--- AIM 1 ---
Can you duplicate, word for word, the lines in the listing below, starting with the line that contains "the front door" and going on through the line that contains "x=949, y=114"?

--- SOURCE PASSAGE ---
-- Start --

Reputation: 20448
When I run:
unzip -p /tmp/document.docx word/document.xml | sed -e 's/<\/w:p>/\\n/g; s/<[^>]\{1,\}>//g; s/[^[:print:]\n]\{1,\}//g'
It correctly extracts the text from my .docx file.
But when I try to wrap this in a Node.js program as follows:
const spawn = require("child_process").spawn;
const command = "unzip"; ;
const child = spawn("sh", ["-c", "unzip -p /tmp/document.docx word/document.xml | sed -e 's/<\/w:p>/\\n/g; s/<[^>]\{1,\}>//g; s/[^[:print:]\n]\{1,\}//g'"]);
const stdout = child.stdout;
const stderr = child.stderr;
const output = "";
stderr.on("data", function(data) {
console.error("error on stderr", data.toString());
});
stdout.on("data", function(data) {
output += data;
});
stdout.on("close", function(code) {
});
I get the following error message:
error on stderr sed: -e expression #1, char 10: unknown option to `s'
How do I fix this error?

-- End --

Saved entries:
-- Start --

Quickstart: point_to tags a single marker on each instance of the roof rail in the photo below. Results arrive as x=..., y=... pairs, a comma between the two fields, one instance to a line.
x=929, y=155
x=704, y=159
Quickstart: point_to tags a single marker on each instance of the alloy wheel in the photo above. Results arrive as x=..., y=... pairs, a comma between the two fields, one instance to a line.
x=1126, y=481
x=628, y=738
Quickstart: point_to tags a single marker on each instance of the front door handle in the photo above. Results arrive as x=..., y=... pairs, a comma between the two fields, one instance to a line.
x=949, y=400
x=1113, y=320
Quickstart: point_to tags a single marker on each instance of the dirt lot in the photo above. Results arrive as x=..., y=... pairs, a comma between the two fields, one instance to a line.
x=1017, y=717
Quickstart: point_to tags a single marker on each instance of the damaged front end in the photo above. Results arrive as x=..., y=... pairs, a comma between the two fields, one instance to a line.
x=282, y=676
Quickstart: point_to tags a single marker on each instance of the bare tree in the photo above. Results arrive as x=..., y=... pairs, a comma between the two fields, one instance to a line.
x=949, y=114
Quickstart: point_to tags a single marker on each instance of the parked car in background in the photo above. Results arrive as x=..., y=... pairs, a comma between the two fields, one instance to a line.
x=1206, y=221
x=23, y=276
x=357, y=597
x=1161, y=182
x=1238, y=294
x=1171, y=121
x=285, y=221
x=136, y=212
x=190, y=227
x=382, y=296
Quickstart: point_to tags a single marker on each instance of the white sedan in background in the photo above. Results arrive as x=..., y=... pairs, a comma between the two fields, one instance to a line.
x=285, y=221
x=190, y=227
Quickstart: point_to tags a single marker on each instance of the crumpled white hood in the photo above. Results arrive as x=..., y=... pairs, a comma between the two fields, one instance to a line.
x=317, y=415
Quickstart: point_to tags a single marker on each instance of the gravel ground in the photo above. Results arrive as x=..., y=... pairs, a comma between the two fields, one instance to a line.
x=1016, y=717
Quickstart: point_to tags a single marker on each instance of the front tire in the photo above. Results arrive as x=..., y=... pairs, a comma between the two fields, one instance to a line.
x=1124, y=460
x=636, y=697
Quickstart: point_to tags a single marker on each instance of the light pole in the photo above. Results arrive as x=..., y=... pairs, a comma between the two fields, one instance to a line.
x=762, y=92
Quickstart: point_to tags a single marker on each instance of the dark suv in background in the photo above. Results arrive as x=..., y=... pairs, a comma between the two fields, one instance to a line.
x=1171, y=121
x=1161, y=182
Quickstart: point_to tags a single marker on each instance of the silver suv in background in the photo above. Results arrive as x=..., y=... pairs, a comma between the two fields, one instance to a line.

-- End --

--- AIM 2 ---
Would you go on with the forum post about the sed error in a Node.js spawn call, picking up right after its last sentence?

--- RESPONSE 1 ---
Quickstart: point_to tags a single marker on each instance of the front door handle in the photo above. Results arrive as x=..., y=... pairs, a comma between the two fields, one instance to a line.
x=949, y=400
x=1113, y=320
Quickstart: point_to tags a single marker on each instance of the dirt lot in the photo above. Results arrive as x=..., y=... pairs, a comma between the two fields, one instance to a line.
x=1017, y=717
Quickstart: point_to tags a single marker on each instance of the damaged front end in the photo above. Results arrive as x=..., y=... pairs, a comma between the two fields, one instance to a line.
x=282, y=676
Quickstart: point_to tags a single marker on each instance of the bare tree in the photo above. Results arrive as x=..., y=... pairs, a comma between the two fields, one instance to a line.
x=949, y=114

--- RESPONSE 2 ---
Upvotes: 1
Views: 372
Reputation: 23565
When using a command line that way in your code, you have to think about the interpretation of the \
made by node.js and antislash the antislash. One for the node.js one for the sed command.
spawn("sh", ["-c", "unzip -p /tmp/document.docx word/document.xml | sed -e 's/<\\/w:p>/\\\\n/g; s/<[^>]\\{1,\\}>//g; s/[^[:print:]\\n]\\{1,\\}//g'"])
Look at here
@T.J Crowder
In JavaScript, the backslash has special meaning both in string literals and in regular expressions. If you want an actual backslash in the string or regex, you have to write two: \.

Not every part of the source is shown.